§ Problem requirements:
In the text on the coronavirus and the economy, roughly how large an emergency economic stimulus is the Trump administration expected to propose?

§ Page excerpt:
The ruinous coronavirus currently ravaging nations is threatening to grind the world economy to a halt; as major economies such as the United States, the United Kingdom and other European economic powers are being placed on either partial or complete lockdown.
On Monday, President of the United States, Donald Trump sounded the alarm that the US may be heading into a recession, as stocks received a thumping.
As the number of coronavirus cases is expected to increase in the United States, President Donald Trump yesterday moved to moderate the impact of the pandemic on the economy, fundamentally altered by a push for a nation to stay home.
As the global markets fluctuated amid fears of a recession yesterday, the president engaged with tourism executives as well as restaurant leaders, retailers and suppliers. His administration is expected to propose roughly $1 trillion emergency economic stimulus to address the free-fall while considering checks to American workers trying to make their way in an economy deeply unsettled by the outbreak.

§ Source data:
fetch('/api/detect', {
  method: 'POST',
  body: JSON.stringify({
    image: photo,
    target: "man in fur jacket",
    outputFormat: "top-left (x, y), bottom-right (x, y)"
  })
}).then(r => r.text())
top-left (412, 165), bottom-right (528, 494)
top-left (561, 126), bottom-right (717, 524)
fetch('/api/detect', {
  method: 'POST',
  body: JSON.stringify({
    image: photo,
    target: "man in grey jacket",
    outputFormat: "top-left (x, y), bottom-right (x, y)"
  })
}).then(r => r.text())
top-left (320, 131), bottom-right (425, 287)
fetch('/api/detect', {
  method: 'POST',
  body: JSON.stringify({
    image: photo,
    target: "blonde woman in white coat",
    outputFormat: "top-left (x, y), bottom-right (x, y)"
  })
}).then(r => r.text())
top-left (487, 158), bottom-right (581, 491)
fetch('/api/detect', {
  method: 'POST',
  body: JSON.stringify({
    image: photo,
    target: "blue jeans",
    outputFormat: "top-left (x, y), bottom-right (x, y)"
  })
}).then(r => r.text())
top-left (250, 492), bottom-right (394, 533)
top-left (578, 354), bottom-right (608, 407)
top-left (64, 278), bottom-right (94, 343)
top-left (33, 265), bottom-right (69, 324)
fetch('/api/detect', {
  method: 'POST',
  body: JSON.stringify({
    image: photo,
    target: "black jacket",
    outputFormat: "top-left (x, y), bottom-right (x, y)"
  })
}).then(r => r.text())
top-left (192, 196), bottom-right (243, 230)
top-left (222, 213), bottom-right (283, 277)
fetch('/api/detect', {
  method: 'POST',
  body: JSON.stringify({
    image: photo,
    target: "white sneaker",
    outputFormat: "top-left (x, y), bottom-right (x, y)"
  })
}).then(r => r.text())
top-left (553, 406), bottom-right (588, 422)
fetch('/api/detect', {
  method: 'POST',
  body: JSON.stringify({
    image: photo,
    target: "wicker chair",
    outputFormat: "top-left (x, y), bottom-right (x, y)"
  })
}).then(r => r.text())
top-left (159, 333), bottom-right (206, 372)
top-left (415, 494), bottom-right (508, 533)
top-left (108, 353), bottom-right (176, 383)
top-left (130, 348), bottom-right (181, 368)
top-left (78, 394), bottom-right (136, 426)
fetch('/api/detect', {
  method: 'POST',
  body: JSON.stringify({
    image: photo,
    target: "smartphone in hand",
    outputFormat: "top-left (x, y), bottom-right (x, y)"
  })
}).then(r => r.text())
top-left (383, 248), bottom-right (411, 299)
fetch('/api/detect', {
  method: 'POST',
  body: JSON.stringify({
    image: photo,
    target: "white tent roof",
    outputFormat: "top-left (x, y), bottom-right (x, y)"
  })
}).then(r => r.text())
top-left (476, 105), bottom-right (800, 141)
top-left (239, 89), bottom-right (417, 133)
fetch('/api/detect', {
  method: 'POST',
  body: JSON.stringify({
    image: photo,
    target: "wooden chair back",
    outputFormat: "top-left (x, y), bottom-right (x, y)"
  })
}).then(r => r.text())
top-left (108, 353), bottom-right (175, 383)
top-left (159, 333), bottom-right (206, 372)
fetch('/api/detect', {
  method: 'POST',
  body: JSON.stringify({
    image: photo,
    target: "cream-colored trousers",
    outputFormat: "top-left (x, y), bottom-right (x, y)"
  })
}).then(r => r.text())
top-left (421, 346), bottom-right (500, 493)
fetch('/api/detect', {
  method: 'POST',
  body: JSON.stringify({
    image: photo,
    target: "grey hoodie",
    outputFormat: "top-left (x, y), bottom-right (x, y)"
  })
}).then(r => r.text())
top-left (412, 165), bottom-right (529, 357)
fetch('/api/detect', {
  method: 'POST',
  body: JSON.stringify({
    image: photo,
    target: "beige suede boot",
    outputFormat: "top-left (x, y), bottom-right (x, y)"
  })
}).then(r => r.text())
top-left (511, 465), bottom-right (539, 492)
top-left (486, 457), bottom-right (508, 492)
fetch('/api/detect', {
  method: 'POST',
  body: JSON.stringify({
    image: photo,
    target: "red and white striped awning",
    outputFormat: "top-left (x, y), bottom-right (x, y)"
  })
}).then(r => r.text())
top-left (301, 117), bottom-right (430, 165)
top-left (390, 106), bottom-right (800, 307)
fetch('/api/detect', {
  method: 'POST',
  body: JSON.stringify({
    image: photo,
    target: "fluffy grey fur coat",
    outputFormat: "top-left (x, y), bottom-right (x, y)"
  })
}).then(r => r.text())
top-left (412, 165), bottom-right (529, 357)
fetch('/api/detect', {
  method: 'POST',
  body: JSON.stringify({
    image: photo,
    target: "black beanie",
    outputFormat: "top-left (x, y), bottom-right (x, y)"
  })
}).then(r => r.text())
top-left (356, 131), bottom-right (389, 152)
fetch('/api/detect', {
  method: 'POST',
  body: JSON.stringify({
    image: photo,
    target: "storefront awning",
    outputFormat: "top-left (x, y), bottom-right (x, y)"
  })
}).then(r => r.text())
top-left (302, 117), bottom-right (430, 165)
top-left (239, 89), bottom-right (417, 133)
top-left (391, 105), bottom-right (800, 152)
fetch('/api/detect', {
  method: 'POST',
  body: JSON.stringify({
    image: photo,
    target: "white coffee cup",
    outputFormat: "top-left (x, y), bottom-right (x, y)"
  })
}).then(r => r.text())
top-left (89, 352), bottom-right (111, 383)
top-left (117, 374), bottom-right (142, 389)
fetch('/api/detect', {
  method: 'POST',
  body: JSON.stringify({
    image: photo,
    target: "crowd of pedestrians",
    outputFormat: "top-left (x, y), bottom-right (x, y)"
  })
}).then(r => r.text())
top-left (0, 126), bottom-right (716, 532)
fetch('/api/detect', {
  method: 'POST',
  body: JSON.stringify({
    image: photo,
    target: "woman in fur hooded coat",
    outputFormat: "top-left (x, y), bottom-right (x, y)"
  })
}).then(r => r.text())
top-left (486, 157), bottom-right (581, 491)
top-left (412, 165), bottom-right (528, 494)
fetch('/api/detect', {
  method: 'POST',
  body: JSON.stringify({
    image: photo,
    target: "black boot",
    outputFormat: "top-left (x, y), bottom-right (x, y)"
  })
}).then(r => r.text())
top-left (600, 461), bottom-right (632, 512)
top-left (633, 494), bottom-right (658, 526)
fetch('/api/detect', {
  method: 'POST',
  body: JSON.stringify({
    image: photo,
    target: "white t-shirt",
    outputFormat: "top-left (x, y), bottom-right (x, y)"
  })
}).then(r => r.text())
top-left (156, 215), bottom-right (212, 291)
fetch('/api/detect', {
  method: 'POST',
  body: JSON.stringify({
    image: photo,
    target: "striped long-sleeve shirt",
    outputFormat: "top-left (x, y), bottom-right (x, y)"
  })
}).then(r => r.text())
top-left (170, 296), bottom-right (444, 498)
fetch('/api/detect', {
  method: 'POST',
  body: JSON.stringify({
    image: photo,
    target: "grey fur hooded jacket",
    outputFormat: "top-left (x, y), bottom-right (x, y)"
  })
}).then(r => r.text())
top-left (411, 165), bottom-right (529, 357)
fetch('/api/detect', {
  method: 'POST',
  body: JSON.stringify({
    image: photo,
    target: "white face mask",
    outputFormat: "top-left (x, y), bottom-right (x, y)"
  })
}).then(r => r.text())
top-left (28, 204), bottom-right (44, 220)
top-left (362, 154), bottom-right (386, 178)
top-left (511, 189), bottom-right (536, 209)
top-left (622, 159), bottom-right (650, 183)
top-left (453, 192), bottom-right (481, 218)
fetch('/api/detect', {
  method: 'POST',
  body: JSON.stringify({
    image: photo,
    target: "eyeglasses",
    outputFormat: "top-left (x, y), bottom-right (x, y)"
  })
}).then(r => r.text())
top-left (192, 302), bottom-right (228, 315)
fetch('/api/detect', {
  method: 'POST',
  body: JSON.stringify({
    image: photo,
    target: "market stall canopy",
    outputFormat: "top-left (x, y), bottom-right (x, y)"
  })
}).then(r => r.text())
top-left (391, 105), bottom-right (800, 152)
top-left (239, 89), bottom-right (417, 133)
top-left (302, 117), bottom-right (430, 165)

§ Finished exercise:
About $1 trillion.